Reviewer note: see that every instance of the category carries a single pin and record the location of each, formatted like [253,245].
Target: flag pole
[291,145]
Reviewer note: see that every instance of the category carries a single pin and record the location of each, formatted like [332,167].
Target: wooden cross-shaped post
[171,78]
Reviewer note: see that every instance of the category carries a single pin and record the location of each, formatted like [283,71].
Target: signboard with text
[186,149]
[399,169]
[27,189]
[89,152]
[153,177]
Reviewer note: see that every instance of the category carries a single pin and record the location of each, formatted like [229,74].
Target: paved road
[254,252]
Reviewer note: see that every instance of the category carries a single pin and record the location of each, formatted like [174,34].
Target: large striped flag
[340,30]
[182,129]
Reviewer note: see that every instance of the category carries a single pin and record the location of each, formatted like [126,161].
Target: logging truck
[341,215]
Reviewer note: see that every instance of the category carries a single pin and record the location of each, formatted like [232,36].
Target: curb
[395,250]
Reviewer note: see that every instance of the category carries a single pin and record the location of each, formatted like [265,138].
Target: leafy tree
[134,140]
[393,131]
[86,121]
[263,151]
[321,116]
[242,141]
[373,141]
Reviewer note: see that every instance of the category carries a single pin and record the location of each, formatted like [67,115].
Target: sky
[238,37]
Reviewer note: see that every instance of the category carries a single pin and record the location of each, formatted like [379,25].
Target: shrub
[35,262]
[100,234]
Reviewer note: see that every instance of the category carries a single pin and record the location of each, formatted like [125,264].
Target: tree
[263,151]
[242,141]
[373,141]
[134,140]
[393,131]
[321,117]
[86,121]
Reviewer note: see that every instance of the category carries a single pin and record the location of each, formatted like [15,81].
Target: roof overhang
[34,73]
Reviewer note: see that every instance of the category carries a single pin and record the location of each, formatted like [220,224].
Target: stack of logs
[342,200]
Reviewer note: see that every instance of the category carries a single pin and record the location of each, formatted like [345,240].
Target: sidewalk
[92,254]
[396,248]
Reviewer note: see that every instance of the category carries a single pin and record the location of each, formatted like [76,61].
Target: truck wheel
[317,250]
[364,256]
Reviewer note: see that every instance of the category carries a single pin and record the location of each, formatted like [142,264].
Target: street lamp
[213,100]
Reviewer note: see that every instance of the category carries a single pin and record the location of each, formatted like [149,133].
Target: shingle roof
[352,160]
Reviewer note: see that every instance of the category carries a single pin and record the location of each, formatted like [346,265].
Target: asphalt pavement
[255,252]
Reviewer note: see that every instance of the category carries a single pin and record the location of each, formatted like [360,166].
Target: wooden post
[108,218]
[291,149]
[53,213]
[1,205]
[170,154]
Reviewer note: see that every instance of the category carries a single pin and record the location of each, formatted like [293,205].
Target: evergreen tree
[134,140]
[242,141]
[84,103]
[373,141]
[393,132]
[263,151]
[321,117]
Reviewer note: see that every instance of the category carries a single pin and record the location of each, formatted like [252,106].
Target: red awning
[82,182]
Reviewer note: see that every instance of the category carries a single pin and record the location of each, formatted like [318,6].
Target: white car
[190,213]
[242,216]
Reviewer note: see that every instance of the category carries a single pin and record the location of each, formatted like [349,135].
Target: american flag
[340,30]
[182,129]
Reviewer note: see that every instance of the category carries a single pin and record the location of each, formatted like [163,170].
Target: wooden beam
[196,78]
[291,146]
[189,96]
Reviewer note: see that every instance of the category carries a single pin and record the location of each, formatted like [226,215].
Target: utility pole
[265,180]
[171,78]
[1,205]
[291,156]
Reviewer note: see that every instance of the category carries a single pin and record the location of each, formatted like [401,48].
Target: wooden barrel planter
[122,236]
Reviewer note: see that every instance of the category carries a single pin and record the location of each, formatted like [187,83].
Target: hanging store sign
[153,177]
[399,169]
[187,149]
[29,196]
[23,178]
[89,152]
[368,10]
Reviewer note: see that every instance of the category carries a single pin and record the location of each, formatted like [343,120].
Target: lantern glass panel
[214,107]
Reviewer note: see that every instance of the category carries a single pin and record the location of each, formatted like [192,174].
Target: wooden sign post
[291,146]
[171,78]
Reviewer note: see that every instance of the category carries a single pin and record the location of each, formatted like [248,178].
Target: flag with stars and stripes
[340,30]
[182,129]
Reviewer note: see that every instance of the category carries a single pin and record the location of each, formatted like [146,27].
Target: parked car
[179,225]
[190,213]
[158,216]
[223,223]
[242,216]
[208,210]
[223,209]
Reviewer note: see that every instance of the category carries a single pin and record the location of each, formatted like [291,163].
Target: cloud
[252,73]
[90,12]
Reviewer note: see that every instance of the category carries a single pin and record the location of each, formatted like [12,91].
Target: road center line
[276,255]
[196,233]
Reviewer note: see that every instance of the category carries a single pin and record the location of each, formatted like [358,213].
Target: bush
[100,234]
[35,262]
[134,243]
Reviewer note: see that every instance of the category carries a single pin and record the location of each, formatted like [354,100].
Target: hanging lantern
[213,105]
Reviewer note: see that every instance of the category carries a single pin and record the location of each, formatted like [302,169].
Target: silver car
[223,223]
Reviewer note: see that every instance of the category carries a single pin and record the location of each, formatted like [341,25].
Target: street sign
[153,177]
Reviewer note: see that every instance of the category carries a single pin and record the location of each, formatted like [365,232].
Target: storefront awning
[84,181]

________________

### Instructions for the task
Make an exact copy of the material above.

### Response
Reviewer note: see that every instance of the category carries a single pin and record the location of each, formatted like [253,245].
Target: flag pole
[291,145]
Reviewer note: see that every instance of the category carries a single pin and record the location of each, formatted like [332,167].
Target: wooden cross-shaped post
[171,78]
Reviewer note: see that every instance of the category carries a single pin and record the location of each, formatted like [283,71].
Target: signboard with text
[186,149]
[399,169]
[27,189]
[89,152]
[153,177]
Reviewer note: see that every instance of the category carries a single pin and record the location of each, formatted like [229,74].
Target: paved road
[254,252]
Reviewer note: see that every instance of the category carries a single pin and record the location of each, formatted like [174,34].
Target: large striped flag
[340,30]
[182,129]
Reviewer note: see that every instance of the category carries a single pin and record the location of each, formatted like [126,161].
Target: logging truck
[341,215]
Reviewer note: see that every instance of the category carries a single pin and record the location of each, formatted like [232,36].
Target: curb
[395,250]
Reviewer note: see that every instance of the category carries a single pin and record the location of each, formatted like [265,138].
Target: leafy tree
[134,140]
[393,131]
[86,121]
[263,151]
[321,116]
[242,141]
[373,141]
Reviewer note: see that every instance of the category carries a single pin and record the location of each, formatted like [67,115].
Target: sky
[238,37]
Reviewer note: see that every instance of the category carries a single pin and record the location of each, formatted like [379,25].
Target: shrub
[35,262]
[100,234]
Reviewer note: see that every instance of the category carries a single pin and record the location of each, formatted like [125,264].
Target: tree
[263,151]
[242,141]
[373,141]
[134,140]
[393,131]
[321,117]
[86,121]
Reviewer note: see that every instance of the category carries a single pin and record the location of each, formatted like [15,81].
Target: roof overhang
[34,73]
Reviewer note: see that every instance of the category carries a single pin and record the location of each, formatted like [220,224].
Target: stack of logs
[342,200]
Reviewer note: see that every instance of the category carries a single pin and record the location of each, formatted like [345,240].
Target: sidewalk
[92,254]
[396,248]
Reviewer note: see that every instance of the category carries a single pin and record the location of each, formatted like [76,61].
Target: truck wheel
[317,250]
[364,256]
Reviewer note: see that every instance of the category carries a single pin and record the location of each, formatted like [142,264].
Target: street lamp
[213,100]
Reviewer note: see that every instance of the category carries a single pin and record the location of each, formatted like [149,133].
Target: shingle roof
[352,160]
Reviewer note: see that every instance of the category carries a single pin and record the location of each, formatted like [346,265].
Target: asphalt pavement
[255,252]
Reviewer note: see that every instance of the category carries a single pin and record the location of each, formatted like [360,166].
Target: wooden post
[108,218]
[291,149]
[53,213]
[1,205]
[170,154]
Reviewer note: see that every instance of the category carries a single pin and record the location of each, formatted like [293,205].
Target: evergreen tree
[134,140]
[242,141]
[84,103]
[373,141]
[393,132]
[263,151]
[321,117]
Reviewer note: see that every instance of the category carries a single pin and record the location of each, formatted like [252,106].
Target: red awning
[82,182]
Reviewer note: see that every instance of the category carries a single pin and record the location of each, formatted like [318,6].
Target: white car
[190,213]
[242,216]
Reviewer note: see that every instance of the category carries a single pin and record the location of each, formatted like [349,135].
Target: american flag
[340,30]
[182,129]
Reviewer note: see that every instance of the category carries a single pin and record the location of each, formatted like [163,170].
Target: wooden beam
[196,78]
[291,146]
[189,96]
Reviewer note: see that every instance of the category carries a single pin and record the location of each, formatted like [226,215].
Target: utility pole
[265,180]
[171,78]
[1,205]
[291,156]
Reviewer note: see that every instance of the category carries a single pin and record the location of each, formatted like [401,48].
Target: wooden barrel planter
[122,236]
Reviewer note: see that every instance of the category carries a single pin and record the location of each, formatted like [187,83].
Target: hanging store sign
[153,177]
[399,169]
[187,149]
[29,196]
[23,178]
[89,152]
[368,10]
Reviewer note: see that every instance of the category carries a single pin and record the location of each, formatted like [343,120].
Target: lantern glass panel
[214,107]
Reviewer note: see that every instance of the category carries a single pin and record the location of each, formatted like [192,174].
Target: wooden sign post
[291,146]
[171,78]
Reviewer note: see that every instance of the category carries a single pin and record the location of each, formatted like [248,178].
Target: flag with stars and stripes
[340,30]
[182,129]
Reviewer note: see that every instance of the category carries a single pin and record the location of each, formatted like [146,27].
Target: parked car
[179,225]
[190,213]
[158,216]
[223,223]
[242,216]
[208,210]
[223,209]
Reviewer note: see that every instance of the category carries a single pin and record the location of each, formatted like [291,163].
Target: cloud
[252,73]
[90,12]
Reviewer note: see that every instance of the category carries a single pin and record the location of each, formatted like [12,91].
Target: road center line
[276,255]
[196,233]
Reviewer note: see that every instance of the category carries a single pin and record the location of each, formatted like [358,213].
Target: bush
[100,234]
[35,262]
[134,243]
Reviewer note: see that every instance of the category carries a single pin and record the location of each, formatted like [354,100].
Target: hanging lantern
[213,105]
Reviewer note: see that every instance of the category carries a single pin and record the location of each, formatted like [302,169].
Target: silver car
[223,223]
Reviewer note: see that every instance of the category carries a single pin and record the location of each, formatted like [341,25].
Target: street sign
[153,177]
Reviewer note: see that every instance of the category carries a single pin and record the location of each, formatted like [365,232].
Target: storefront awning
[84,181]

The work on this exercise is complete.